• The request
Present every line of the data below as a Markdown table with two columns, "Index" for the row number and "Entry" for the line, and omit any blank lines.

• Record set
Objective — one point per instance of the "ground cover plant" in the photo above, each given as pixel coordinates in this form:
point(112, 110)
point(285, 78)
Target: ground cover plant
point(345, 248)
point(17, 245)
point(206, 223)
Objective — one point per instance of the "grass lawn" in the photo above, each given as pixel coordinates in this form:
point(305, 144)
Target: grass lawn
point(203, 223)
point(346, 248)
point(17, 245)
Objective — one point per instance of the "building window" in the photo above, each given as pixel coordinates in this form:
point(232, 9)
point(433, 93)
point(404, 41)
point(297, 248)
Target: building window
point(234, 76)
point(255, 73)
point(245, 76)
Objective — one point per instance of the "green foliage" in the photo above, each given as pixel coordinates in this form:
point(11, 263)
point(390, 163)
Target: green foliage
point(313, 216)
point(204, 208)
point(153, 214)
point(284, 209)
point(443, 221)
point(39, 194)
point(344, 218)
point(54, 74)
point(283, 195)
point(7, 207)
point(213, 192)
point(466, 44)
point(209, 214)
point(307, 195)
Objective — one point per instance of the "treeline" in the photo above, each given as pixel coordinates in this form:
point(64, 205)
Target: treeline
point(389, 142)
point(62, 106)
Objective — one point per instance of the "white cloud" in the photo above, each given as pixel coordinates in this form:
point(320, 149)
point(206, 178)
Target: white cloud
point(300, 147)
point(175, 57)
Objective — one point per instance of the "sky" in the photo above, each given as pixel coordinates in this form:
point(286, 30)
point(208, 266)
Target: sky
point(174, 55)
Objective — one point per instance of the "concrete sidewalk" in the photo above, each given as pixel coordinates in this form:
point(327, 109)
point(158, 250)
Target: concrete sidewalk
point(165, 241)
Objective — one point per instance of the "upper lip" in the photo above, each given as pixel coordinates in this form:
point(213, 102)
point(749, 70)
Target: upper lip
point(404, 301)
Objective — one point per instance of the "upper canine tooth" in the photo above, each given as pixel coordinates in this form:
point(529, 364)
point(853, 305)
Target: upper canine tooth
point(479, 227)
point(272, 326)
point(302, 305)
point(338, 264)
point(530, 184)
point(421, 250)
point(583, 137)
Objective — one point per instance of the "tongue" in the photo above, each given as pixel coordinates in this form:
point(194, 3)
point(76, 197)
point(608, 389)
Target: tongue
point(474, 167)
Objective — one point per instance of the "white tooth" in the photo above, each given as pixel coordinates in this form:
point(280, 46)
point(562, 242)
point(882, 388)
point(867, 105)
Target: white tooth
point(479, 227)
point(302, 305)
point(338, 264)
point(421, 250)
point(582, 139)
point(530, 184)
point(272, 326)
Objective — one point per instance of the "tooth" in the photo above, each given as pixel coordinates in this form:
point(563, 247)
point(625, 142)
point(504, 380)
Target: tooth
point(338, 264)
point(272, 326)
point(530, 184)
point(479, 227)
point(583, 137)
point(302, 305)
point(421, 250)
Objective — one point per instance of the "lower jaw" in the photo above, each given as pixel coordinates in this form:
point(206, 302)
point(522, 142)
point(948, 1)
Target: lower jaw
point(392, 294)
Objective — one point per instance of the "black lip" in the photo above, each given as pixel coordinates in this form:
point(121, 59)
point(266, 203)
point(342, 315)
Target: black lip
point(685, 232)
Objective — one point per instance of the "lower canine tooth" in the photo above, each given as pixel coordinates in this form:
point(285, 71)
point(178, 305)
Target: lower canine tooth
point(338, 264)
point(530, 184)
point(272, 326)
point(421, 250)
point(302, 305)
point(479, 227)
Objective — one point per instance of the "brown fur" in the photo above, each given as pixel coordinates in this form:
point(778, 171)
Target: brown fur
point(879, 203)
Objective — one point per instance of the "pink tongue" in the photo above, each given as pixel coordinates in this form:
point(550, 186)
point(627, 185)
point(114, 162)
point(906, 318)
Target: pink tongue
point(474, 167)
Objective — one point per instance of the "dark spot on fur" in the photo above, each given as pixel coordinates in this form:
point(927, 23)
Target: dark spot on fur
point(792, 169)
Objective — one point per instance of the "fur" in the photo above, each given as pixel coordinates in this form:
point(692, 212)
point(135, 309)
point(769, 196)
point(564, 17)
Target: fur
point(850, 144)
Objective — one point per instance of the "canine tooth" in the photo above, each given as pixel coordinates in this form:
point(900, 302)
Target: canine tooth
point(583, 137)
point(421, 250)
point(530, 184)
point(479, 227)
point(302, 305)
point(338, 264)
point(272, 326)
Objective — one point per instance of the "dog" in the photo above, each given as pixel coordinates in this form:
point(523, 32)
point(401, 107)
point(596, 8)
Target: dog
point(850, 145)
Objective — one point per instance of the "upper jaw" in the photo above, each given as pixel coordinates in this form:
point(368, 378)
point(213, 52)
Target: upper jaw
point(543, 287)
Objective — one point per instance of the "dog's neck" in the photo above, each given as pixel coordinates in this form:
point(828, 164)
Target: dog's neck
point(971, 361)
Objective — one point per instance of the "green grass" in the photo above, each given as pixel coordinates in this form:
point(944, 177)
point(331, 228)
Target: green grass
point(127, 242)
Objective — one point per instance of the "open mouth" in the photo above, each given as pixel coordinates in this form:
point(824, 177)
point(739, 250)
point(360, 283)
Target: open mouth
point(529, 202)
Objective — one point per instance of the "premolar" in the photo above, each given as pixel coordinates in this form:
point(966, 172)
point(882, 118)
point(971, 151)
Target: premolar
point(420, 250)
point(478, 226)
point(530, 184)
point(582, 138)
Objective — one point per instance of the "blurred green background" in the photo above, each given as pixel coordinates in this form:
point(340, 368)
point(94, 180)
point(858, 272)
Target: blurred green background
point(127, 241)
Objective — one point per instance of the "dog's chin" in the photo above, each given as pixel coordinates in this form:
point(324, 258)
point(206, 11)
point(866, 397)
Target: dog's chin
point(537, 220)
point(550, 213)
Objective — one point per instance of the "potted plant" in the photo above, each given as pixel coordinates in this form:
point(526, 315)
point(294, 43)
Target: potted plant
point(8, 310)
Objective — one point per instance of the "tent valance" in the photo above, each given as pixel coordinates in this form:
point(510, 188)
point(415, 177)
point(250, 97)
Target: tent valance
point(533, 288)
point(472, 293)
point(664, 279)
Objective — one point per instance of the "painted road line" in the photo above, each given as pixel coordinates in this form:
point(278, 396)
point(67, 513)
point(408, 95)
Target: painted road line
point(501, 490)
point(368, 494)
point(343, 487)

• The reply
| Index | Entry |
|---|---|
| 1 | Objective — one point per instance of the "ground cover plant" in the photo above, each given as pixel coordinates in this form: |
| 2 | point(112, 110) |
| 3 | point(285, 78) |
| 4 | Target: ground cover plant |
| 5 | point(345, 248) |
| 6 | point(17, 245) |
| 7 | point(206, 223) |
| 8 | Objective — one point per instance of the "grass lawn" in the photo above, each given as pixel coordinates in this form: |
| 9 | point(305, 144) |
| 10 | Target: grass lawn |
| 11 | point(203, 223) |
| 12 | point(346, 248) |
| 13 | point(17, 245) |
| 14 | Objective — one point per instance of the "building window" in the photo above, each given as pixel coordinates in this form: |
| 15 | point(232, 9) |
| 16 | point(433, 93) |
| 17 | point(404, 41) |
| 18 | point(297, 248) |
| 19 | Target: building window |
| 20 | point(234, 76) |
| 21 | point(255, 73) |
| 22 | point(245, 76) |
| 23 | Objective — one point per instance of the "green foliage" in the photo above, each given as pixel coordinates in this form: |
| 24 | point(11, 263) |
| 25 | point(390, 163) |
| 26 | Target: green foliage |
| 27 | point(313, 216) |
| 28 | point(204, 208) |
| 29 | point(153, 214) |
| 30 | point(284, 209) |
| 31 | point(443, 221) |
| 32 | point(39, 194) |
| 33 | point(344, 218) |
| 34 | point(54, 74) |
| 35 | point(283, 195) |
| 36 | point(7, 207) |
| 37 | point(213, 192) |
| 38 | point(466, 44) |
| 39 | point(209, 214) |
| 40 | point(307, 195) |
| 41 | Objective — one point per instance of the "treeline" in the photo above, each given as pixel coordinates in this form: |
| 42 | point(64, 205) |
| 43 | Target: treeline |
| 44 | point(389, 142) |
| 45 | point(62, 106) |
| 46 | Objective — one point per instance of the "white cloud" in the photo above, each given as pixel coordinates in this form: |
| 47 | point(320, 149) |
| 48 | point(206, 178) |
| 49 | Target: white cloud |
| 50 | point(300, 147) |
| 51 | point(175, 57) |
| 52 | Objective — one point per instance of the "sky" in the photo above, each given as pixel coordinates in this form: |
| 53 | point(286, 30) |
| 54 | point(208, 266) |
| 55 | Target: sky |
| 56 | point(174, 55) |
| 57 | Objective — one point per instance of the "concrete sidewalk" in the photo above, each given as pixel coordinates in this form: |
| 58 | point(327, 109) |
| 59 | point(158, 250) |
| 60 | Target: concrete sidewalk |
| 61 | point(165, 241) |
| 62 | Objective — one point per instance of the "upper lip" in the photo above, each given as pixel coordinates in this form: |
| 63 | point(213, 102) |
| 64 | point(749, 70) |
| 65 | Target: upper lip |
| 66 | point(404, 301) |
| 67 | Objective — one point per instance of the "upper canine tooth" in the photo above, each given as pixel coordinates in this form: |
| 68 | point(529, 364) |
| 69 | point(853, 305) |
| 70 | Target: upper canine tooth |
| 71 | point(479, 227) |
| 72 | point(272, 326) |
| 73 | point(302, 305) |
| 74 | point(338, 264) |
| 75 | point(530, 184) |
| 76 | point(421, 250) |
| 77 | point(583, 137) |
| 78 | Objective — one point per instance of the "tongue" in the photo above, each given as pixel coordinates in this form: |
| 79 | point(194, 3) |
| 80 | point(76, 197) |
| 81 | point(608, 389) |
| 82 | Target: tongue |
| 83 | point(474, 167) |
| 84 | Objective — one point per instance of the "white tooth" in the photo above, each given as pixel coordinates in this form: |
| 85 | point(280, 46) |
| 86 | point(562, 242) |
| 87 | point(882, 388) |
| 88 | point(867, 105) |
| 89 | Target: white tooth |
| 90 | point(479, 227) |
| 91 | point(302, 305) |
| 92 | point(338, 264) |
| 93 | point(421, 250) |
| 94 | point(582, 139) |
| 95 | point(530, 184) |
| 96 | point(272, 326) |
| 97 | Objective — one point per instance of the "tooth" in the photo above, each given as pixel coordinates in this form: |
| 98 | point(563, 247) |
| 99 | point(625, 142) |
| 100 | point(504, 380) |
| 101 | Target: tooth |
| 102 | point(338, 264) |
| 103 | point(272, 326) |
| 104 | point(530, 184) |
| 105 | point(479, 227) |
| 106 | point(583, 137) |
| 107 | point(302, 305) |
| 108 | point(421, 250) |
| 109 | Objective — one point per instance of the "lower jaw" in the photo above, each given as pixel coordinates in this form: |
| 110 | point(206, 302) |
| 111 | point(522, 142) |
| 112 | point(948, 1) |
| 113 | Target: lower jaw |
| 114 | point(392, 294) |
| 115 | Objective — one point per instance of the "black lip" in the photo above, each given as pixel coordinates in this form: |
| 116 | point(121, 59) |
| 117 | point(266, 203) |
| 118 | point(342, 315) |
| 119 | Target: black lip |
| 120 | point(685, 232) |
| 121 | Objective — one point per instance of the "lower canine tooth" in the photo above, each given as pixel coordinates in this form: |
| 122 | point(285, 71) |
| 123 | point(178, 305) |
| 124 | Target: lower canine tooth |
| 125 | point(338, 264) |
| 126 | point(530, 184) |
| 127 | point(272, 326) |
| 128 | point(421, 250) |
| 129 | point(302, 305) |
| 130 | point(479, 227) |
| 131 | Objective — one point per instance of the "brown fur" in the photo above, each given as pixel coordinates in this form: |
| 132 | point(778, 171) |
| 133 | Target: brown fur |
| 134 | point(879, 203) |
| 135 | Objective — one point per instance of the "pink tongue" in the photo above, each given as pixel coordinates in this form: |
| 136 | point(550, 186) |
| 137 | point(627, 185) |
| 138 | point(114, 162) |
| 139 | point(906, 318) |
| 140 | Target: pink tongue |
| 141 | point(474, 167) |
| 142 | Objective — one point per instance of the "dark spot on fur" in the photo above, each given as pixel coordinates in this form: |
| 143 | point(927, 23) |
| 144 | Target: dark spot on fur |
| 145 | point(792, 169) |
| 146 | Objective — one point per instance of the "fur" in the photo above, each given as pixel coordinates in this form: |
| 147 | point(692, 212) |
| 148 | point(135, 309) |
| 149 | point(769, 196) |
| 150 | point(564, 17) |
| 151 | Target: fur |
| 152 | point(850, 144) |
| 153 | Objective — one point per instance of the "canine tooth" in the photo above, each given as pixel coordinates in this form: |
| 154 | point(900, 302) |
| 155 | Target: canine tooth |
| 156 | point(583, 137) |
| 157 | point(421, 250) |
| 158 | point(530, 184) |
| 159 | point(479, 227) |
| 160 | point(302, 305) |
| 161 | point(338, 264) |
| 162 | point(272, 326) |
| 163 | Objective — one point per instance of the "dog" in the photo above, each given as pixel coordinates in this form: |
| 164 | point(523, 32) |
| 165 | point(401, 107) |
| 166 | point(596, 8) |
| 167 | Target: dog |
| 168 | point(850, 145) |
| 169 | Objective — one point per instance of the "upper jaw" in the photo above, each given as pixel coordinates in this form: |
| 170 | point(368, 378) |
| 171 | point(213, 52) |
| 172 | Target: upper jaw |
| 173 | point(543, 287) |
| 174 | Objective — one point per instance of the "dog's neck" in the photo above, each given as pixel coordinates in this form: |
| 175 | point(828, 164) |
| 176 | Target: dog's neck |
| 177 | point(971, 361) |
| 178 | Objective — one point per instance of the "green grass" in the photo above, each given as pixel coordinates in this form: |
| 179 | point(944, 177) |
| 180 | point(331, 228) |
| 181 | Target: green grass |
| 182 | point(127, 242) |
| 183 | Objective — one point per instance of the "open mouth" in the photo above, each given as pixel coordinates in this form: |
| 184 | point(824, 177) |
| 185 | point(739, 250) |
| 186 | point(360, 283) |
| 187 | Target: open mouth |
| 188 | point(529, 202) |
| 189 | Objective — one point per instance of the "premolar" in the photo above, each given as pixel coordinates in this form: |
| 190 | point(966, 172) |
| 191 | point(882, 118) |
| 192 | point(971, 151) |
| 193 | Target: premolar |
| 194 | point(420, 250) |
| 195 | point(478, 226) |
| 196 | point(530, 184) |
| 197 | point(582, 138) |
| 198 | Objective — one point per instance of the "blurred green background" in the photo above, each given as pixel coordinates in this form: |
| 199 | point(340, 368) |
| 200 | point(94, 180) |
| 201 | point(858, 272) |
| 202 | Target: blurred green background |
| 203 | point(127, 241) |
| 204 | Objective — one point per instance of the "dog's chin" in the photo above, each given as pixel coordinates in this form: |
| 205 | point(324, 258) |
| 206 | point(206, 11) |
| 207 | point(866, 397) |
| 208 | Target: dog's chin |
| 209 | point(537, 220) |
| 210 | point(550, 213) |
| 211 | Objective — one point per instance of the "potted plant" in the photo above, each given as pixel coordinates in this form: |
| 212 | point(526, 315) |
| 213 | point(294, 43) |
| 214 | Target: potted plant |
| 215 | point(8, 310) |
| 216 | Objective — one point per instance of the "tent valance" in the photo above, each given as pixel coordinates in this form: |
| 217 | point(510, 188) |
| 218 | point(415, 177) |
| 219 | point(250, 97) |
| 220 | Target: tent valance |
| 221 | point(533, 288) |
| 222 | point(472, 293) |
| 223 | point(664, 279) |
| 224 | Objective — one point per instance of the "painted road line" in the photo above, each given as pixel coordinates in this form: |
| 225 | point(278, 396) |
| 226 | point(67, 513) |
| 227 | point(408, 95) |
| 228 | Target: painted road line |
| 229 | point(501, 490) |
| 230 | point(368, 494) |
| 231 | point(343, 487) |